━━━ Supplied passage

There is growing concern that the man who bombed Pan Am flight 103 more than 20 years ago may be released from a Scottish prison.
On Thursday, Scotland's justice minister considered Abdelbaset Ali Al-Megrahi's request to leave the prison on compassionate grounds because he is terminally ill with cancer.
The former Libyan secret service agent wants to return home to be closer to family.
"Clearly, he is terminally ill, and there are other factors," Scottish Justice Minister Kenny MacAskill told the BBC. "But I have made no decision as yet."
The judge said he will decide next week, but victims families are already outraged.
Susan Cohen of Cape May Court House, New Jersey, lost her 20-year-old daughter, Theodora, in the attack.
Cohen called the possibility of al-Megrahi leaving prison a "nightmare."
"This is total, pure, ugly appeasement of a terrorist dictator and a monster," Cohen said.
The Rev. John Mosey, from Worcestershire, England, also lost his daughter Helga in the plane crash, but he sees al-Megrahi as another victim.
"Other people and other countries were involved in this," Mosey said. "We should show him some Christian compassion."
The bomb took down Pan Am 103 over the Scottish town of Lockerbie in December of 1988 and killed 270 people.

━━━━━━
━━━ Extracted data

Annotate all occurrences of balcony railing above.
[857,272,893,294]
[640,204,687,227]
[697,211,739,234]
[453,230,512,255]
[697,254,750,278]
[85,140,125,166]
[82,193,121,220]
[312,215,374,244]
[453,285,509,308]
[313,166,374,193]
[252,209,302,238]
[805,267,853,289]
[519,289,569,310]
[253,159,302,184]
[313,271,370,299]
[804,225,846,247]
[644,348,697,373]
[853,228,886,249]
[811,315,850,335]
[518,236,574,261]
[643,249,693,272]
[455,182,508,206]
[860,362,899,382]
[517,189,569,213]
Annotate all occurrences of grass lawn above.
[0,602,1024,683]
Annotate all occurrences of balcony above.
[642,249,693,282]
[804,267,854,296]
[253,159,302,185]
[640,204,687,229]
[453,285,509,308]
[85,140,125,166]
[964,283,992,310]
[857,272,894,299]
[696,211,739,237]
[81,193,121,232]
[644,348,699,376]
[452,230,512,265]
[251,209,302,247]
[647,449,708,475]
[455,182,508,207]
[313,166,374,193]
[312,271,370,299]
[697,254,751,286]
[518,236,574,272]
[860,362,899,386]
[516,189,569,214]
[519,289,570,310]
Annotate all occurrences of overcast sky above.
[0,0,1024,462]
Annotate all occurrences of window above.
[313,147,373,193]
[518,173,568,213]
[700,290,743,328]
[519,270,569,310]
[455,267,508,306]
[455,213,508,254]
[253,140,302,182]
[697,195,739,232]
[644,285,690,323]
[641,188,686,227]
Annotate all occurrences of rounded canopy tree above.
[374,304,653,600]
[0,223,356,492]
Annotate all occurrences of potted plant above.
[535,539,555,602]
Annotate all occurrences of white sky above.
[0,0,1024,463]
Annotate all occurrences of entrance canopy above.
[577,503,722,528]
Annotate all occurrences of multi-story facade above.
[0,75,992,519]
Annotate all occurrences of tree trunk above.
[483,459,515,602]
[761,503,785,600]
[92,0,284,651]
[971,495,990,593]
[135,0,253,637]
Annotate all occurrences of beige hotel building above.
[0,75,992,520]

━━━━━━

● Exercise tasks:
**A)** List every person identified by name in the Pan Am 103 report above.
**B)** Set down, word for word, everything in the Pan Am 103 report from "Susan Cohen of" down to "as another victim.".

● Task-by-task solutions:
**A)**
Abdelbaset Ali Al-Megrahi
Kenny MacAskill
Susan Cohen
Theodora
John Mosey
Helga

**B)**
Susan Cohen of Cape May Court House, New Jersey, lost her 20-year-old daughter, Theodora, in the attack.
Cohen called the possibility of al-Megrahi leaving prison a "nightmare."
"This is total, pure, ugly appeasement of a terrorist dictator and a monster," Cohen said.
The Rev. John Mosey, from Worcestershire, England, also lost his daughter Helga in the plane crash, but he sees al-Megrahi as another victim.